» Task description: Please copy out all lines of the entries that contain the word "door".
+++++
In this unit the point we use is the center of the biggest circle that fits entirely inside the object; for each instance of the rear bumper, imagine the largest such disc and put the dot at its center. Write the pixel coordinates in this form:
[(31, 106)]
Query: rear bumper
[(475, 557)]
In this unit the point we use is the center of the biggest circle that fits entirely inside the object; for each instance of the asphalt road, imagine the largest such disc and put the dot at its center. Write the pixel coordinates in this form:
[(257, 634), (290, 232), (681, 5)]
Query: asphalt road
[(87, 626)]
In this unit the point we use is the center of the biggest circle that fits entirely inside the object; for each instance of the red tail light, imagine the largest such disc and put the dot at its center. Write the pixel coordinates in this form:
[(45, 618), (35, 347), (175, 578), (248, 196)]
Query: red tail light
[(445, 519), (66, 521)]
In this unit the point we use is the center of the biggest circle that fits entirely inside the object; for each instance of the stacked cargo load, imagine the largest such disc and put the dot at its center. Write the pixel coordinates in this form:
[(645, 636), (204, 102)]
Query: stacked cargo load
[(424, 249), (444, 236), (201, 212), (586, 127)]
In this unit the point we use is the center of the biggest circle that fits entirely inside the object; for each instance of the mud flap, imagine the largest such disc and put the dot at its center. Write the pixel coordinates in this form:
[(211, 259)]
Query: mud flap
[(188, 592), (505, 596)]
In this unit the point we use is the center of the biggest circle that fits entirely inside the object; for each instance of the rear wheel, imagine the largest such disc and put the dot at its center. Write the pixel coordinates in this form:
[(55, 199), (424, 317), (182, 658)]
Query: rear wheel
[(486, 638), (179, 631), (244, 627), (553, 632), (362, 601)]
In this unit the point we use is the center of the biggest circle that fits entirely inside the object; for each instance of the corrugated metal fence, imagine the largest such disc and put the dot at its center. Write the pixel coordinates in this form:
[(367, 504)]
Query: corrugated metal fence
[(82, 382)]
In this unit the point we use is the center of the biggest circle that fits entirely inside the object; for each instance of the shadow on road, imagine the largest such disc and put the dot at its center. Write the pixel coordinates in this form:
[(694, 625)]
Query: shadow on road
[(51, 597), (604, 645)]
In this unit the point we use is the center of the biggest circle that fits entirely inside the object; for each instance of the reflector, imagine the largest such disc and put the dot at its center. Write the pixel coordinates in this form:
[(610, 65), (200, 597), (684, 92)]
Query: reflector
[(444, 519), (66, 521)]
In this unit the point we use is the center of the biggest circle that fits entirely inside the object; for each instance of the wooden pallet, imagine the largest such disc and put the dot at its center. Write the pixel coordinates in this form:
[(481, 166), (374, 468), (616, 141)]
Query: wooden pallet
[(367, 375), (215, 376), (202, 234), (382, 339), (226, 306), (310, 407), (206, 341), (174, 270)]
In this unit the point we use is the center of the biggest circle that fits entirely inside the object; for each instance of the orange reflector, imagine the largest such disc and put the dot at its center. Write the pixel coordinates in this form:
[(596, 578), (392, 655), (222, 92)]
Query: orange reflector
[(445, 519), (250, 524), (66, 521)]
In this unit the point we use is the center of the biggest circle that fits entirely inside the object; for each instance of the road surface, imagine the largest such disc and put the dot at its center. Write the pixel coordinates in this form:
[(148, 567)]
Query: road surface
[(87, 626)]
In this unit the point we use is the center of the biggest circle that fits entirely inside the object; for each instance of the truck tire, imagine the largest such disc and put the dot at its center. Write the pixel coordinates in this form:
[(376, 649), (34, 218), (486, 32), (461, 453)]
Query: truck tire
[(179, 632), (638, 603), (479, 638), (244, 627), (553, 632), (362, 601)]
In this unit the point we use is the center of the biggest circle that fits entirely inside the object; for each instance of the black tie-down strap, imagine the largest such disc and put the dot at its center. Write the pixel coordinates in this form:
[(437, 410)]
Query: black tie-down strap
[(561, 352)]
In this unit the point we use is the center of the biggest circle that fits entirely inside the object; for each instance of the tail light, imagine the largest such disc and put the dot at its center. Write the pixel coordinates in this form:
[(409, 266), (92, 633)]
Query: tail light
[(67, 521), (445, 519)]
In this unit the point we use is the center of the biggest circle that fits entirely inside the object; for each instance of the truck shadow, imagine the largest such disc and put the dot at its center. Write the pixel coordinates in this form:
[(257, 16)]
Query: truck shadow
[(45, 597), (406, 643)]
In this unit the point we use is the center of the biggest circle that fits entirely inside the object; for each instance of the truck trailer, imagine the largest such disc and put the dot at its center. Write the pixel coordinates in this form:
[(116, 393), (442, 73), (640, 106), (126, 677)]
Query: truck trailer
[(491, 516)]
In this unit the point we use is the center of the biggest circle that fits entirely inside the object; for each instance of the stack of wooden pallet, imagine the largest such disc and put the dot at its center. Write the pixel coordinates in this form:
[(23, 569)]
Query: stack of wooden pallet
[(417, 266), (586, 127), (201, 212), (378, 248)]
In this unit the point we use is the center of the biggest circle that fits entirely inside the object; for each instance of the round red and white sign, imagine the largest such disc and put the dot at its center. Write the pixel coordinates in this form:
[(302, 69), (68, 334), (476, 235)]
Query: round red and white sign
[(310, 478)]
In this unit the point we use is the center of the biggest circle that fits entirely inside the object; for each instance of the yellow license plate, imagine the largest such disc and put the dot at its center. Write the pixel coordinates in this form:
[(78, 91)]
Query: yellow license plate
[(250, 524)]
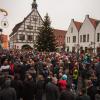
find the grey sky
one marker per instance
(60, 11)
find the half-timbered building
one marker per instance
(25, 32)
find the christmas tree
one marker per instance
(46, 38)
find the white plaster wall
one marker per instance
(97, 31)
(69, 34)
(87, 28)
(21, 44)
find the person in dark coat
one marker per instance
(8, 93)
(97, 96)
(91, 90)
(52, 91)
(67, 94)
(17, 85)
(84, 95)
(40, 86)
(28, 88)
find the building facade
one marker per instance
(25, 32)
(59, 37)
(4, 41)
(88, 38)
(71, 38)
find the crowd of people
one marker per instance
(28, 75)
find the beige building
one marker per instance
(85, 37)
(25, 32)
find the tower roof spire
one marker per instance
(34, 4)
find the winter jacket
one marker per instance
(52, 91)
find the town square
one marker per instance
(49, 50)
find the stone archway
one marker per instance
(26, 47)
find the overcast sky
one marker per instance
(60, 11)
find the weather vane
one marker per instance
(4, 22)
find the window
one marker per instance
(88, 38)
(71, 29)
(74, 39)
(21, 37)
(98, 37)
(35, 18)
(69, 39)
(29, 37)
(30, 27)
(84, 38)
(80, 38)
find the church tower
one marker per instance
(25, 32)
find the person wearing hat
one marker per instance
(62, 83)
(97, 96)
(52, 90)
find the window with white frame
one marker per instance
(84, 38)
(88, 38)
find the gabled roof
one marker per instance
(57, 31)
(94, 22)
(17, 26)
(78, 25)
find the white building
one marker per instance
(25, 32)
(71, 38)
(97, 38)
(87, 35)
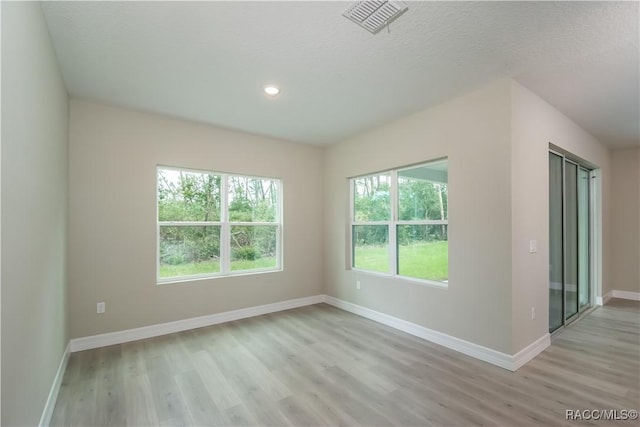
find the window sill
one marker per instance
(405, 279)
(183, 279)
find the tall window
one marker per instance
(215, 224)
(399, 222)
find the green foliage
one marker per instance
(428, 260)
(246, 253)
(185, 196)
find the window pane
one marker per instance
(188, 196)
(423, 252)
(189, 250)
(371, 198)
(422, 193)
(252, 199)
(371, 247)
(253, 246)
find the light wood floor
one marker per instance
(319, 365)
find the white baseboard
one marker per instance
(600, 301)
(477, 351)
(102, 340)
(47, 413)
(634, 296)
(530, 351)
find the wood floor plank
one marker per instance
(319, 365)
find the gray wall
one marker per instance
(535, 124)
(497, 141)
(625, 165)
(34, 214)
(112, 230)
(473, 132)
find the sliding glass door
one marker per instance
(556, 252)
(569, 231)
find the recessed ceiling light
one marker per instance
(271, 90)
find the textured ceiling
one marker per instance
(208, 61)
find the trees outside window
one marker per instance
(214, 224)
(400, 222)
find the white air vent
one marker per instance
(373, 15)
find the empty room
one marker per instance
(290, 213)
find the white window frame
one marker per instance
(392, 224)
(225, 229)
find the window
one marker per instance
(399, 222)
(215, 224)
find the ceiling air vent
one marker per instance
(373, 15)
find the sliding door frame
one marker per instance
(594, 236)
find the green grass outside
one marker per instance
(429, 261)
(207, 267)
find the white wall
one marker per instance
(535, 124)
(473, 132)
(34, 214)
(625, 248)
(112, 231)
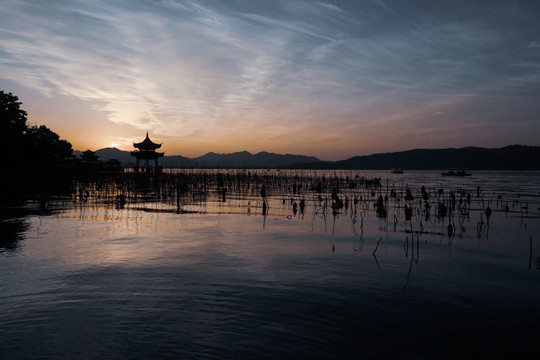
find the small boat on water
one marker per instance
(456, 172)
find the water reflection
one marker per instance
(11, 233)
(202, 272)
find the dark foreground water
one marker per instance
(91, 280)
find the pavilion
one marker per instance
(147, 152)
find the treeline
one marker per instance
(32, 155)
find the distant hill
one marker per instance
(514, 157)
(246, 160)
(241, 159)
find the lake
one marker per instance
(218, 271)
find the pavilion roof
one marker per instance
(147, 144)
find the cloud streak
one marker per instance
(232, 71)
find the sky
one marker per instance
(332, 79)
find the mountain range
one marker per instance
(242, 159)
(513, 157)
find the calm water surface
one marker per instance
(220, 280)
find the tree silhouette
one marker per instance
(12, 127)
(44, 148)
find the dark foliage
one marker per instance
(32, 155)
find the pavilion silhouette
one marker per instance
(146, 154)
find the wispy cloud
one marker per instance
(217, 70)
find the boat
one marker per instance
(456, 172)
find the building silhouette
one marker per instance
(146, 155)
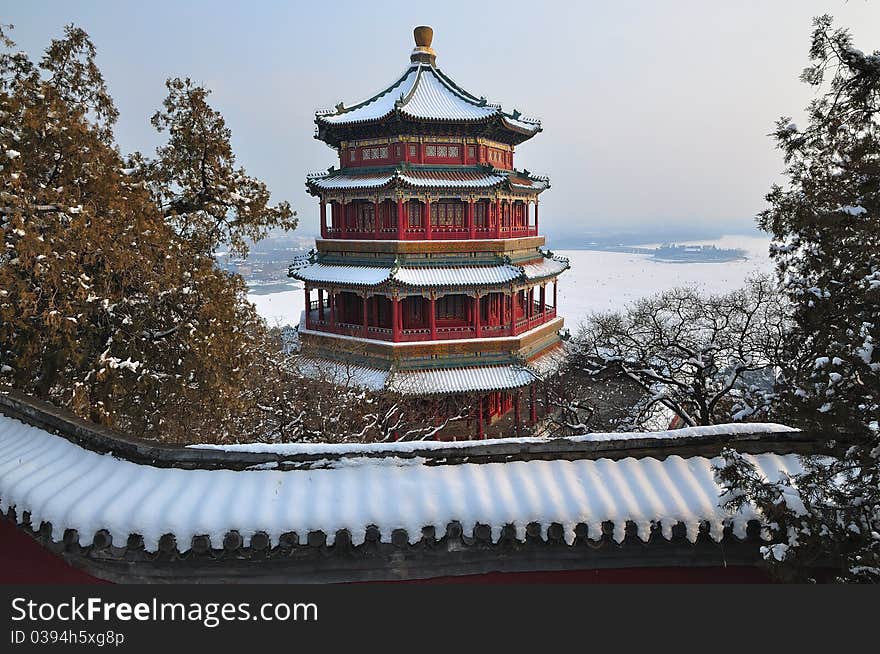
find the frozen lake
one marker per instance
(597, 281)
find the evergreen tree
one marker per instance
(826, 228)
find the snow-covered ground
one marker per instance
(597, 281)
(605, 281)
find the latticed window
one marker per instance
(376, 153)
(414, 214)
(364, 217)
(480, 217)
(447, 214)
(452, 307)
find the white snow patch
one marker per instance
(59, 482)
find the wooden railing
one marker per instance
(423, 333)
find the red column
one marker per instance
(428, 231)
(533, 405)
(510, 300)
(331, 296)
(395, 318)
(308, 308)
(516, 413)
(365, 331)
(536, 216)
(344, 225)
(376, 221)
(477, 315)
(400, 220)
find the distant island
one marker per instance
(672, 253)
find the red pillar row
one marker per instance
(516, 412)
(533, 405)
(428, 229)
(365, 330)
(308, 307)
(536, 215)
(477, 316)
(400, 220)
(376, 222)
(395, 318)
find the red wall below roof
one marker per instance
(24, 561)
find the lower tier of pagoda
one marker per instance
(436, 317)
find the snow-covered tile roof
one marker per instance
(546, 268)
(414, 177)
(351, 180)
(56, 481)
(406, 275)
(530, 183)
(451, 178)
(360, 275)
(456, 275)
(460, 380)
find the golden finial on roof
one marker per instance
+++++
» Answer for this exercise:
find the sliding glass door
find the sliding door frame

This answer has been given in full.